What is being asked.
Go through the records line by line. Report how many lines contain "jacket", with nothing else.

Given data.
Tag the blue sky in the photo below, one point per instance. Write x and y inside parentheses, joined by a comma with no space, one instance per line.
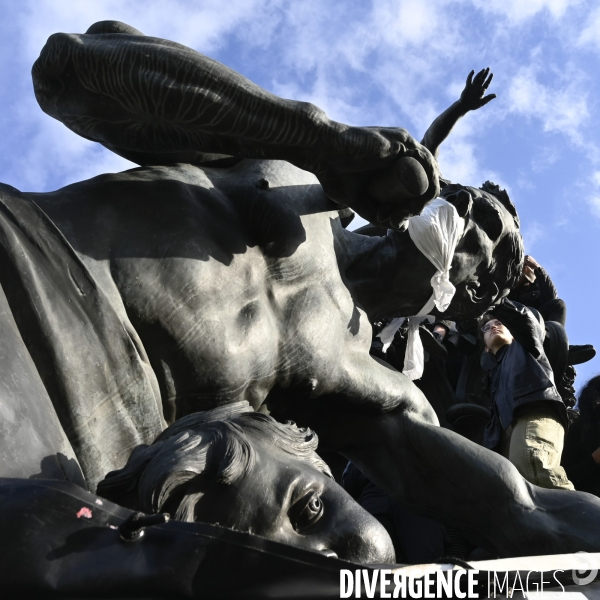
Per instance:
(380,62)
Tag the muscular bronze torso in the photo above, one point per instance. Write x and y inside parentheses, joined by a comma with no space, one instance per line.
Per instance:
(228,278)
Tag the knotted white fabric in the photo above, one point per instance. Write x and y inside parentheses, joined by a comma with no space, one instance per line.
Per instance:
(435,232)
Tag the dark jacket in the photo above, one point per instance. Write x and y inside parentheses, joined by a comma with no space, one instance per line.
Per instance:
(541,291)
(519,373)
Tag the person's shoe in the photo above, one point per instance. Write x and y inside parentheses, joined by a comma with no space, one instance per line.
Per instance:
(581,354)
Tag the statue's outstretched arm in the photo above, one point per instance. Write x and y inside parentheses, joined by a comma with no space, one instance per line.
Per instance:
(471,98)
(157,102)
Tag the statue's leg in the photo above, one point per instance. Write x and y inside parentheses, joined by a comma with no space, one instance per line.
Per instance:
(157,102)
(442,475)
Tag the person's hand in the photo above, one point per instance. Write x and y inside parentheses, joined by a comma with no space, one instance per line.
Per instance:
(473,96)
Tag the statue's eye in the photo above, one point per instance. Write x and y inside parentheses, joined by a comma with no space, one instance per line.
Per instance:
(307,511)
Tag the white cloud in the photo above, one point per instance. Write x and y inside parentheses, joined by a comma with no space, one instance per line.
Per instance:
(561,107)
(590,36)
(518,11)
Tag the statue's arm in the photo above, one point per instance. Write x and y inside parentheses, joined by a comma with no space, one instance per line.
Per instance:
(157,102)
(472,97)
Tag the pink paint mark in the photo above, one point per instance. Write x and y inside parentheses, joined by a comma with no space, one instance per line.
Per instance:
(84,512)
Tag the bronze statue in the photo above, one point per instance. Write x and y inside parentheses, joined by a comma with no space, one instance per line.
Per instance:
(200,280)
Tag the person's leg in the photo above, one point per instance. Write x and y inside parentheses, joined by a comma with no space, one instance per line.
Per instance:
(536,447)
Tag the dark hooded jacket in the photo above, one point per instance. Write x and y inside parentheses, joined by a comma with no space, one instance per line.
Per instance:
(519,374)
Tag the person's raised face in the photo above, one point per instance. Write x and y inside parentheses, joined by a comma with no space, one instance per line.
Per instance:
(495,335)
(486,224)
(292,502)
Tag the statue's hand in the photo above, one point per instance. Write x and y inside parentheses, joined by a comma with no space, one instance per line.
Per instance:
(473,96)
(383,174)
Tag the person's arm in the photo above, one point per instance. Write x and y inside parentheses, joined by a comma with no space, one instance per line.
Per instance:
(157,102)
(471,98)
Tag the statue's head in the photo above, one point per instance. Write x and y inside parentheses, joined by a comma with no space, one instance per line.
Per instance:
(245,471)
(488,260)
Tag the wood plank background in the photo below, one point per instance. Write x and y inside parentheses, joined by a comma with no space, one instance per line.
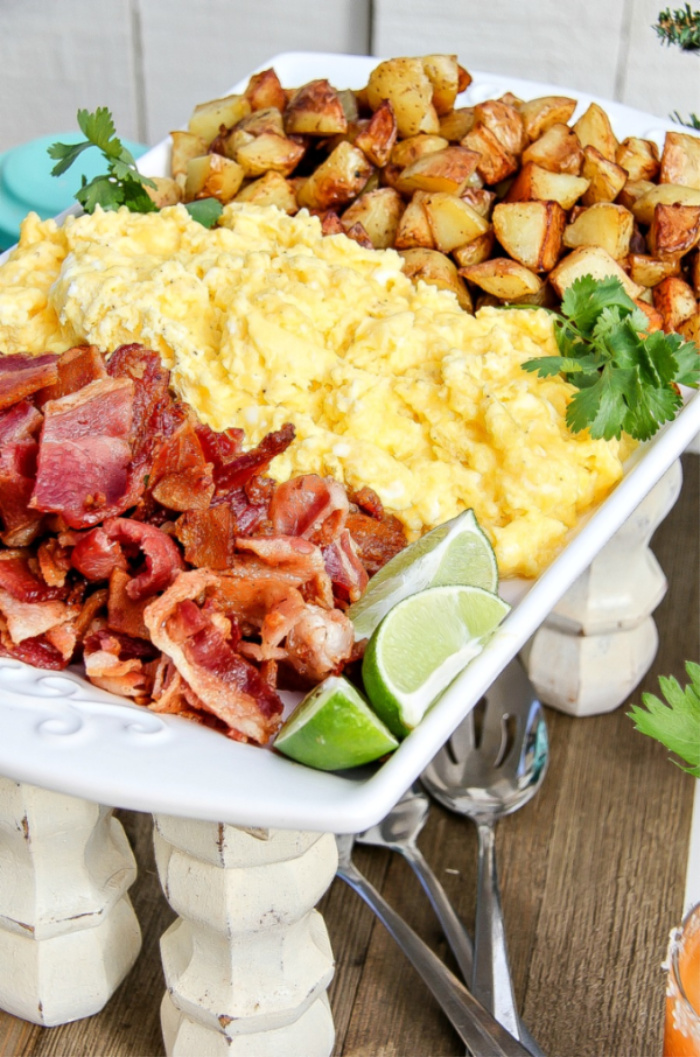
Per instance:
(151,61)
(592,872)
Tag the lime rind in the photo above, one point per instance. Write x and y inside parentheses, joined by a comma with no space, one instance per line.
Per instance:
(422,645)
(455,552)
(334,728)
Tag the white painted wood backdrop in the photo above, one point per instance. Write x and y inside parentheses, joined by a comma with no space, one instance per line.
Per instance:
(151,60)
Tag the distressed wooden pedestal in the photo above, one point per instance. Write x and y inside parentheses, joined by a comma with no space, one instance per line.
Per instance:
(247,962)
(601,640)
(68,932)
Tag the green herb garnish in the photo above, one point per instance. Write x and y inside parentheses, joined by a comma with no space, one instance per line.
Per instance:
(122,184)
(675,724)
(627,377)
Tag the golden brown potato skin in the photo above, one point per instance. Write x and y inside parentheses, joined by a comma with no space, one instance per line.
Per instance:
(505,200)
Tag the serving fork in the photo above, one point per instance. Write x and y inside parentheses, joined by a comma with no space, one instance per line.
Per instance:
(476,1026)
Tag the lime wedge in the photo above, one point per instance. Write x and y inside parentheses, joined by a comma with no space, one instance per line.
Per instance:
(422,645)
(456,552)
(334,728)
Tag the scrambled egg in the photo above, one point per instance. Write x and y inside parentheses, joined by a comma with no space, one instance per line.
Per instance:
(390,385)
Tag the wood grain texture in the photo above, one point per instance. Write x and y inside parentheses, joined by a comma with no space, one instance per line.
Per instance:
(606,49)
(592,872)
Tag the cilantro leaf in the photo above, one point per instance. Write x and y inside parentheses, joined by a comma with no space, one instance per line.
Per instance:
(677,723)
(628,378)
(122,184)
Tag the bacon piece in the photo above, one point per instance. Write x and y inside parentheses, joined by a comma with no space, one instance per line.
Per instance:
(20,581)
(208,536)
(180,478)
(120,666)
(348,575)
(376,541)
(29,619)
(297,561)
(21,375)
(104,549)
(85,453)
(235,473)
(311,506)
(76,368)
(226,684)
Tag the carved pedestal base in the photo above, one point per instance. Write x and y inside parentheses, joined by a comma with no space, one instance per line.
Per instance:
(68,932)
(247,962)
(601,640)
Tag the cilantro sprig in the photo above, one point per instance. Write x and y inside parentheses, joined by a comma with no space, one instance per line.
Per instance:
(677,723)
(122,184)
(627,377)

Finished task.
2